課題の説明
次の記録をすべて、各行を一字一句変えずに書き写しなさい。

-------- 課題の入力

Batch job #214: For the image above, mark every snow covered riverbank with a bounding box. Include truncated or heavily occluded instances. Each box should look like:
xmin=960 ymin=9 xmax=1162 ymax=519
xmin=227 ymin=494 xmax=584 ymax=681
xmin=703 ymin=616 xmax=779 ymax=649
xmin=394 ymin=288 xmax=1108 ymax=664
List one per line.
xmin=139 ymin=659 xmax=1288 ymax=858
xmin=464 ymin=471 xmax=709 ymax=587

----------------

課題の解答
Batch job #214: For the image above, mark every snow covered riverbank with a bounding box. Include truncated or heavily occluded instances. Each box should look like:
xmin=960 ymin=9 xmax=1162 ymax=519
xmin=227 ymin=494 xmax=584 ymax=681
xmin=703 ymin=616 xmax=779 ymax=649
xmin=394 ymin=288 xmax=1108 ymax=664
List one per line.
xmin=139 ymin=659 xmax=1288 ymax=858
xmin=464 ymin=471 xmax=709 ymax=587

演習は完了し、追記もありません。